### [About this exercise]
Retype every line of the records below verbatim, keeping all characters, spacing, and line breaks unchanged.

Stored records

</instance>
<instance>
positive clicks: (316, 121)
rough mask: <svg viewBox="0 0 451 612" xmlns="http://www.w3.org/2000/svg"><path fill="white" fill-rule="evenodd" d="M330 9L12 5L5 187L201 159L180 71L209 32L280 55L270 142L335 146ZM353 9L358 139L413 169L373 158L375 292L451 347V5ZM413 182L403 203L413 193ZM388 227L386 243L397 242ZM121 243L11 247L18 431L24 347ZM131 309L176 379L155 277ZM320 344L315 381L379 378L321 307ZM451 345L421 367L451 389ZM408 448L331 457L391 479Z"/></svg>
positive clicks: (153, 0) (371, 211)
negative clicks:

### [Answer for the task]
</instance>
<instance>
positive clicks: (316, 121)
rough mask: <svg viewBox="0 0 451 612" xmlns="http://www.w3.org/2000/svg"><path fill="white" fill-rule="evenodd" d="M330 9L12 5L5 187L201 159L180 71L209 32L280 55L270 142L335 146ZM353 9L358 139L413 169L373 158L375 292L451 347V5ZM413 182L403 203L413 193ZM388 227L386 243L397 242ZM121 243L11 247L18 431L24 347ZM131 309L176 379L155 277ZM320 344L315 381L379 378L321 307ZM451 345L421 367L451 389ZM408 448L331 457L391 479Z"/></svg>
positive clicks: (153, 0) (371, 211)
negative clicks:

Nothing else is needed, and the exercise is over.